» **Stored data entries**
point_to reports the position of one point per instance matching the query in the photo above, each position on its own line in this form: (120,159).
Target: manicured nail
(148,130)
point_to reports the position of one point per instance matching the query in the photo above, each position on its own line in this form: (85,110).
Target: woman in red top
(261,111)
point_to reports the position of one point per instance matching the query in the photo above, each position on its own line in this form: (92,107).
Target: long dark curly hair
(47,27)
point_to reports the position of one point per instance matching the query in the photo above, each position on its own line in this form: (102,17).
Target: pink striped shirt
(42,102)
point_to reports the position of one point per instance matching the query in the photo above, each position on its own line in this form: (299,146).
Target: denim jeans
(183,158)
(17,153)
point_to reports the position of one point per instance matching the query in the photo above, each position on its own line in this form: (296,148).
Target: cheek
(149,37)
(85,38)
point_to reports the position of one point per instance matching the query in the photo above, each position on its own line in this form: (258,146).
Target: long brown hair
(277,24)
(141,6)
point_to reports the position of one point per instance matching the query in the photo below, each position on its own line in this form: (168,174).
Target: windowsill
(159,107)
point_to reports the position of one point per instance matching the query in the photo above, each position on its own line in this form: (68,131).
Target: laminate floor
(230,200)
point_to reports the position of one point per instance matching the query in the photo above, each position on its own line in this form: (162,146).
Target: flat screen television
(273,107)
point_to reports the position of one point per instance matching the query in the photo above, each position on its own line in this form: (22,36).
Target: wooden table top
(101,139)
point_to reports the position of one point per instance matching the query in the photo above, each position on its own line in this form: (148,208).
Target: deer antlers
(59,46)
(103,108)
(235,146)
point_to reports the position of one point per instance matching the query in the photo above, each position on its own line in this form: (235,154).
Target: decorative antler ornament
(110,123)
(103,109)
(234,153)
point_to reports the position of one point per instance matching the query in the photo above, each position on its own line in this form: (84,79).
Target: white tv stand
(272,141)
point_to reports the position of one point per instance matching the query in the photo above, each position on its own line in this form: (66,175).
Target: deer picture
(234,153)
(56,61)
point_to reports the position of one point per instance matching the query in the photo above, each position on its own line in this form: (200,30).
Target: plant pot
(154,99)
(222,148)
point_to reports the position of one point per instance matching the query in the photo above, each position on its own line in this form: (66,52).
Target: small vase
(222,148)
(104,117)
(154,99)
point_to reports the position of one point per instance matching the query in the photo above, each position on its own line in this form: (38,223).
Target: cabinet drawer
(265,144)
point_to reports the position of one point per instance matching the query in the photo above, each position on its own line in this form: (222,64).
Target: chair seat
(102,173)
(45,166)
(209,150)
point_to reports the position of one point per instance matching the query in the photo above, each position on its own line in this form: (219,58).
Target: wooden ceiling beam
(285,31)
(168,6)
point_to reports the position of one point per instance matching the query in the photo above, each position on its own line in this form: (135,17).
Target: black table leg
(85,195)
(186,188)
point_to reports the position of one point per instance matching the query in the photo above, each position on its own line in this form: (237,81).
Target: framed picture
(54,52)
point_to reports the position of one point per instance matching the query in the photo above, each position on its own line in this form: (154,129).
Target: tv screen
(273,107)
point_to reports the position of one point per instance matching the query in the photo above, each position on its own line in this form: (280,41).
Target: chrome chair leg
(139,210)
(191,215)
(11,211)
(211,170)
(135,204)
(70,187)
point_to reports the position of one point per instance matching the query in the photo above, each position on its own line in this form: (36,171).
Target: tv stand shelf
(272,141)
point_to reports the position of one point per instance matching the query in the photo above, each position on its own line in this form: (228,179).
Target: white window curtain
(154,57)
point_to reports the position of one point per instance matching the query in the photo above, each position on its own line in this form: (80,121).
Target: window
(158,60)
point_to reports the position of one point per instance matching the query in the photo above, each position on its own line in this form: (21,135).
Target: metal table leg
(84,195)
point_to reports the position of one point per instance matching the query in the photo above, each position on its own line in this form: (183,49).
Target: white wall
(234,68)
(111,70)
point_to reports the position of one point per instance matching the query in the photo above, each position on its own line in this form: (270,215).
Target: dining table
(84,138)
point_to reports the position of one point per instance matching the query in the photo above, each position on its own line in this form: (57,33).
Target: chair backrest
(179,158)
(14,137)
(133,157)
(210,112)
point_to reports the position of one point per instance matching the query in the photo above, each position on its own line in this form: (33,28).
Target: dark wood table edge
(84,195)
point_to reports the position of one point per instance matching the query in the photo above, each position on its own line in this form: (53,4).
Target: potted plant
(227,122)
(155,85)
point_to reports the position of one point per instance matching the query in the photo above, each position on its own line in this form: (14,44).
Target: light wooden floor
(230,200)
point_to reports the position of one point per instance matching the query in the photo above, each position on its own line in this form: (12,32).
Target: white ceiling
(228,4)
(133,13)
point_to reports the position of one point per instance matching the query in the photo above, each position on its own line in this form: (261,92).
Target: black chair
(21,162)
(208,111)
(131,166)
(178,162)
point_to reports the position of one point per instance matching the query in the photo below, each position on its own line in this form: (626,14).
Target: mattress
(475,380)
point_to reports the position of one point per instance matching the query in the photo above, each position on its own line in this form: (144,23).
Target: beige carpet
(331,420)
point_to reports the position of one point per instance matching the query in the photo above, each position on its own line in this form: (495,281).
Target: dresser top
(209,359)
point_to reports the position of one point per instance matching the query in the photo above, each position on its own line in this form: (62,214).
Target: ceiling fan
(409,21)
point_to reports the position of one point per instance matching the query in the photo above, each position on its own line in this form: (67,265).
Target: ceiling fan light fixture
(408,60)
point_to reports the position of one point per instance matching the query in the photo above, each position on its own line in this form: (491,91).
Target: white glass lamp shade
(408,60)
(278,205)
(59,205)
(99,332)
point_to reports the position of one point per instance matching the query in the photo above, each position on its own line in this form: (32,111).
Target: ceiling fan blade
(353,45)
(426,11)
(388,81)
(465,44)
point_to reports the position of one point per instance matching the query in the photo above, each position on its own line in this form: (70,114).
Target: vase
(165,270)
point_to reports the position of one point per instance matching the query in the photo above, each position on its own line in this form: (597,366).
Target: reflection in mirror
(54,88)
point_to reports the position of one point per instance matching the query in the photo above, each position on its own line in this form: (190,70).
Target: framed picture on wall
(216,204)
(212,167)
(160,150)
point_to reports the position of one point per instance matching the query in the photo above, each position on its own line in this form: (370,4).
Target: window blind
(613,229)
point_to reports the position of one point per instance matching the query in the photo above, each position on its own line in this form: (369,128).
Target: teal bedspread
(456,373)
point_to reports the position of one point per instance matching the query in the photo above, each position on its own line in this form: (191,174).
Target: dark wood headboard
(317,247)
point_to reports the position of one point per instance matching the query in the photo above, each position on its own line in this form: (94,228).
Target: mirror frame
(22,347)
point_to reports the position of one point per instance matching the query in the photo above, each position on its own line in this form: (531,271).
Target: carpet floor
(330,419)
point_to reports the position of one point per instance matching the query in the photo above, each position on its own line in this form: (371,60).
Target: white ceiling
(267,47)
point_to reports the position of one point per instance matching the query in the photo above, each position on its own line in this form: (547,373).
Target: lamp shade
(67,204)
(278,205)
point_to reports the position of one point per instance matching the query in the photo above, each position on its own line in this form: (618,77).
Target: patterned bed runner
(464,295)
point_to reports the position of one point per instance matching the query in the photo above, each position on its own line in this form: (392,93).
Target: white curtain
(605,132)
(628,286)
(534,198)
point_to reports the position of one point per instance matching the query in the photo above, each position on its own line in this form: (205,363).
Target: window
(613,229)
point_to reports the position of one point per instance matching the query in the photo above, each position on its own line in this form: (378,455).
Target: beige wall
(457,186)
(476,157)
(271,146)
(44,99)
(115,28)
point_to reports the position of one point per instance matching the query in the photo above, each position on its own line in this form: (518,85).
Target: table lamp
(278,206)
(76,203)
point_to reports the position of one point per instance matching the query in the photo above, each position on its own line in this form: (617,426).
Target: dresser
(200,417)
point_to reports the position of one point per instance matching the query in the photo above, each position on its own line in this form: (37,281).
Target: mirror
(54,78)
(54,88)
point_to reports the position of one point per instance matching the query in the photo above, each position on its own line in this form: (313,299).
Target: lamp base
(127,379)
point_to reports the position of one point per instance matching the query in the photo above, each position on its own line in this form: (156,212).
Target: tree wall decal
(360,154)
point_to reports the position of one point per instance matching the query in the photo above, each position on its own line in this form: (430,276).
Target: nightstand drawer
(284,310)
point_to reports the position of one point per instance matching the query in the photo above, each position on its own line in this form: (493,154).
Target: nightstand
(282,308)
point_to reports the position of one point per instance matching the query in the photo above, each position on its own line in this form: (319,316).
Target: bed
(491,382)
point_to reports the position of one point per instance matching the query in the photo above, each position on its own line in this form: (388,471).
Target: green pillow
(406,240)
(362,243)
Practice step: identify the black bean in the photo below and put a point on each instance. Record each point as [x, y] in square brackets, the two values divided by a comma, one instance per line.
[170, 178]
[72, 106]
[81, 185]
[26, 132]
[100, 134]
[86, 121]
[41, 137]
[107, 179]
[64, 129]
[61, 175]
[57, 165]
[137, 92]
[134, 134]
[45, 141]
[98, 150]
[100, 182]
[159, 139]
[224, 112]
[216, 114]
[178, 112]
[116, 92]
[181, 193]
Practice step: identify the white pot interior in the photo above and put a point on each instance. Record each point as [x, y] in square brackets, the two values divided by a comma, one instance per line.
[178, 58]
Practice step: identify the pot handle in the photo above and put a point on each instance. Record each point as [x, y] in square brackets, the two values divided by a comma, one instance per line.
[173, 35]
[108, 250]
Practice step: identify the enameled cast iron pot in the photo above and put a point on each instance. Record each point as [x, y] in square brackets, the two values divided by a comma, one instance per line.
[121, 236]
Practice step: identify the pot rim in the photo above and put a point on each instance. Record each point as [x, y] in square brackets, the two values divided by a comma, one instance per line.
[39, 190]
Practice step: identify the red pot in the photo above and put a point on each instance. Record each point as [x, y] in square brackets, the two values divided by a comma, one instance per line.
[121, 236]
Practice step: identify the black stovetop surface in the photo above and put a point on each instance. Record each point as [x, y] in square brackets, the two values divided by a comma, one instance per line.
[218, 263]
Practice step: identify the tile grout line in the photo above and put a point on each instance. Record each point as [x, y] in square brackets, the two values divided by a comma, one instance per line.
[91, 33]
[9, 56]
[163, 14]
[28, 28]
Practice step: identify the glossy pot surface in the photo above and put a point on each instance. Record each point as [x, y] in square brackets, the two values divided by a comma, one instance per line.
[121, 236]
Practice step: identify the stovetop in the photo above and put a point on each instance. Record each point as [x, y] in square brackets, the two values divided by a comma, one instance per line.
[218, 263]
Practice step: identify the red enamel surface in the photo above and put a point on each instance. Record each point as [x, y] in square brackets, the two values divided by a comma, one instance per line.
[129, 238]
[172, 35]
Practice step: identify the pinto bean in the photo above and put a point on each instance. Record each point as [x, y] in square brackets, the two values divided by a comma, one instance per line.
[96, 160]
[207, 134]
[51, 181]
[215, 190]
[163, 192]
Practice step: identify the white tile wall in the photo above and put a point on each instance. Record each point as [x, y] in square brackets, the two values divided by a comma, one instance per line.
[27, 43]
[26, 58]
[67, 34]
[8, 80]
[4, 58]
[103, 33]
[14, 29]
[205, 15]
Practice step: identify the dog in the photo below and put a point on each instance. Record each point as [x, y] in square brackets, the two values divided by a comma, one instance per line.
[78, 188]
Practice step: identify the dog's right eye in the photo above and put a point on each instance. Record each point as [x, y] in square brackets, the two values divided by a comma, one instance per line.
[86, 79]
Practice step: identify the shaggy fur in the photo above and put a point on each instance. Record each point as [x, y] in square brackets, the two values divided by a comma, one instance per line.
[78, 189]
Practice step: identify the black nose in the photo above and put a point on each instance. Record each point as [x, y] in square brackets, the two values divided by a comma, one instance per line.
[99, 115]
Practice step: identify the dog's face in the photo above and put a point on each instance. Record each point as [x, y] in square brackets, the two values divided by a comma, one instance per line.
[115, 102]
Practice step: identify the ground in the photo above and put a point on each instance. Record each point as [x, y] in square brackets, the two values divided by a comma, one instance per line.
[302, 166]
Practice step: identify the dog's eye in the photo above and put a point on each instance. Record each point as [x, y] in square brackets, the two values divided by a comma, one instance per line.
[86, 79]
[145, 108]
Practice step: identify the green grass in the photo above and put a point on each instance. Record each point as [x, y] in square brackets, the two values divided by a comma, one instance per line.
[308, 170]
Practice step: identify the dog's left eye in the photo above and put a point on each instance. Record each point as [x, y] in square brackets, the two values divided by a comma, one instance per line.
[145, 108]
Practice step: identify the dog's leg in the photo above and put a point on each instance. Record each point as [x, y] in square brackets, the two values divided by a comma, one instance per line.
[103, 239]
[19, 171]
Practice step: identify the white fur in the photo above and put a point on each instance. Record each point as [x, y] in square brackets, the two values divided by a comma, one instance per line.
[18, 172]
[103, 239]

» **WHAT IS BEING ASKED**
Once you reach the line with "Target: white window curtain" in the data above, copy it and every line after it exactly, up to and including the line with "this form: (57,33).".

» **SOLVED EXERCISE**
Target: white window curtain
(154,57)
point_to reports the position of one point per instance matching the query in the photo above, each position on its own line in this form: (80,121).
Target: window
(158,60)
point_to reports the position of one point per instance matching the query in the photo above, each position on its own line in this form: (21,135).
Target: metal table leg
(84,195)
point_to reports the position of one point per instance matching the query in the photo above, each position on its own line in this form: (183,49).
Target: white wall
(234,68)
(111,70)
point_to reports the position of one point per instance matching the query in the photo above, each position on its own line in this form: (270,215).
Target: dining table
(84,138)
point_to reports the position of one point per instance matching the query in the photo above, each position on its own line in this form: (57,33).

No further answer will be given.